About this exercise: Where a line below contains "interior", count it. Reply with the total only.

Data items
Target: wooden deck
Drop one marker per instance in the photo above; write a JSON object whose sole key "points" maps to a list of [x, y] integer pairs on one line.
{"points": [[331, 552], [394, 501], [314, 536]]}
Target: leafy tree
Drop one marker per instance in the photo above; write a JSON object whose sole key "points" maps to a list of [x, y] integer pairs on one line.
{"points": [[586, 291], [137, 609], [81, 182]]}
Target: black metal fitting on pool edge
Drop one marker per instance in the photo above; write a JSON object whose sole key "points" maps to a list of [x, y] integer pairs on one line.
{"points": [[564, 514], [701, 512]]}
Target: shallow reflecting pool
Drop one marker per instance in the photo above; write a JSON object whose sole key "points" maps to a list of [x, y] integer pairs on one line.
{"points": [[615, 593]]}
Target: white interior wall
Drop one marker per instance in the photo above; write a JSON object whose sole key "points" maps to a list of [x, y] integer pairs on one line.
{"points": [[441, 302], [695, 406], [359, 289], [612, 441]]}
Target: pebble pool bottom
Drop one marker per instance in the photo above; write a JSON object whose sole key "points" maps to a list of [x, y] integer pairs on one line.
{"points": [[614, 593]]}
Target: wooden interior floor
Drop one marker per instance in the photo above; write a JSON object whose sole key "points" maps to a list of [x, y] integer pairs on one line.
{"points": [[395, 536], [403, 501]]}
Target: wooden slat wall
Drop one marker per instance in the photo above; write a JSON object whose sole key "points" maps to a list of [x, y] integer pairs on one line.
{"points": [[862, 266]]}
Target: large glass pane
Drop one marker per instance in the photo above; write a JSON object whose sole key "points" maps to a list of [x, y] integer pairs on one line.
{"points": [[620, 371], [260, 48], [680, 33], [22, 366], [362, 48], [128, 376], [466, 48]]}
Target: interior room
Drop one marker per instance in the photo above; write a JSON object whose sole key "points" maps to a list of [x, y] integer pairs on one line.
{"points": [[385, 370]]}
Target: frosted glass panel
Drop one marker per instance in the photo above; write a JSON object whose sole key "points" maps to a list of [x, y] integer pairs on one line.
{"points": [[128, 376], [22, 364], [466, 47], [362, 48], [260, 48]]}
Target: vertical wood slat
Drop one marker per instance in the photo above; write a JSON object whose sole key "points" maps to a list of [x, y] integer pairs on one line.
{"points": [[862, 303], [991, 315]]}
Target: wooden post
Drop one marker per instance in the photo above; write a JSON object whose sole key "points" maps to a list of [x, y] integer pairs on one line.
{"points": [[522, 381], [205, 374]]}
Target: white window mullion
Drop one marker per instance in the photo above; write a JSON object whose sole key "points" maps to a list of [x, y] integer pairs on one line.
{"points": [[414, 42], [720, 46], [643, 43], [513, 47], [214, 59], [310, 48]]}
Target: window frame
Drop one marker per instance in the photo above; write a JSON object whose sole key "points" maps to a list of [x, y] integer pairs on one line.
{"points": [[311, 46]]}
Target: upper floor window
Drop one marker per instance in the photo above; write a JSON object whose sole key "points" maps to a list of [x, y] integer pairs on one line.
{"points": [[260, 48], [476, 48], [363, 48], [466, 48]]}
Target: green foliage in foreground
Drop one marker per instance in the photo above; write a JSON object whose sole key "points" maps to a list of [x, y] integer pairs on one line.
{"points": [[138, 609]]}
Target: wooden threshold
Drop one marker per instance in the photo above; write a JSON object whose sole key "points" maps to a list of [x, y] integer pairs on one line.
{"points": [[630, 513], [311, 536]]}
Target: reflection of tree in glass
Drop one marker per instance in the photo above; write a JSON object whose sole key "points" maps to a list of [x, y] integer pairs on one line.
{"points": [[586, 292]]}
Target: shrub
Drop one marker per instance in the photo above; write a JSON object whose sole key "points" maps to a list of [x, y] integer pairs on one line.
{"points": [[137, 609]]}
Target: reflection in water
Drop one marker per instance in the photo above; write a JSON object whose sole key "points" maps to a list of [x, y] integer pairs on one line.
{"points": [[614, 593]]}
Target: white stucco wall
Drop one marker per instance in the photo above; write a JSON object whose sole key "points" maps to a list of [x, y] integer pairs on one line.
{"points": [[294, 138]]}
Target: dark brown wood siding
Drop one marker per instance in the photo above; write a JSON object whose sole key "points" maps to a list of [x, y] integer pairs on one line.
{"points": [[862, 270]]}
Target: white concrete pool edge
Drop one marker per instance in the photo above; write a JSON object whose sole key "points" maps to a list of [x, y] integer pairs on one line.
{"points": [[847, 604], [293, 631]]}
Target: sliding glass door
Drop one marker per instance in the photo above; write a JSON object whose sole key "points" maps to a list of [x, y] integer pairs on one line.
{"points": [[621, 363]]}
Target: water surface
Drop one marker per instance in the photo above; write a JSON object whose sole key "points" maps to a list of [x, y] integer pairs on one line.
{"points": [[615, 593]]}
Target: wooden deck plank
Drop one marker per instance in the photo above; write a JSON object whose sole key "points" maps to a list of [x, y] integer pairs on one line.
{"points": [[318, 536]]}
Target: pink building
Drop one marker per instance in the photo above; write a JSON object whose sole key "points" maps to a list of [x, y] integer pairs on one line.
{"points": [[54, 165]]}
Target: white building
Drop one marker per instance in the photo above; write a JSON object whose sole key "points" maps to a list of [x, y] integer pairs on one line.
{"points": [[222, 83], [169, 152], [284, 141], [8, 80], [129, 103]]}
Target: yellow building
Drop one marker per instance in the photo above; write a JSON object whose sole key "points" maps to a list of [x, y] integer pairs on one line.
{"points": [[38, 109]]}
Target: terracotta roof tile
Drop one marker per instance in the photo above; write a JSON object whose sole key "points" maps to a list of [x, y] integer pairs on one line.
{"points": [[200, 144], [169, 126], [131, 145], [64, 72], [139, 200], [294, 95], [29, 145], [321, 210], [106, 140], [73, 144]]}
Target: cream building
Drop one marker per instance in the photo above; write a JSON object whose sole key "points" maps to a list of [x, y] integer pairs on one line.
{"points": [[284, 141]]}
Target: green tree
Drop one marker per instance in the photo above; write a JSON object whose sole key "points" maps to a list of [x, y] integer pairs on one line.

Response to this task: 3